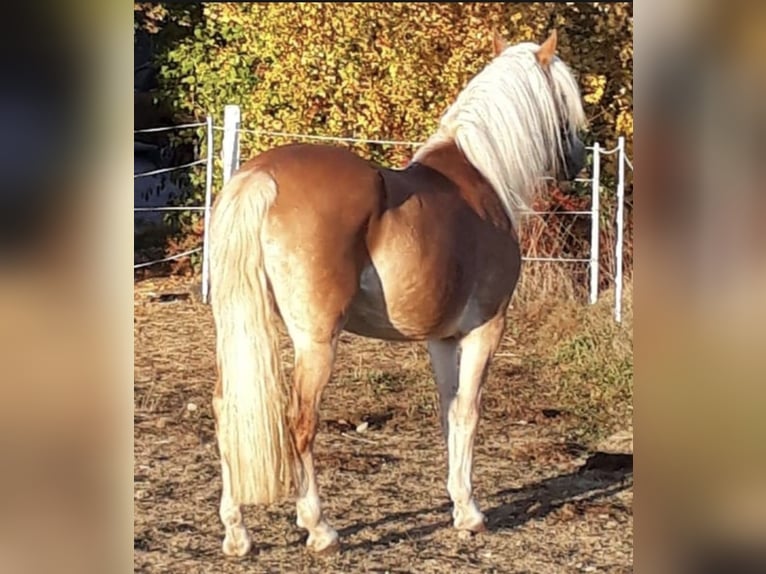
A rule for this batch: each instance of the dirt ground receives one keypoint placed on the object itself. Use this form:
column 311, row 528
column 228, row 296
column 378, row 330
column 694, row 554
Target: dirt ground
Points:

★ ★ ★ ★

§ **Problem to work on**
Within the entries, how many lines contain the word "dirt"? Answer with a number alone.

§ **Solution for this problem**
2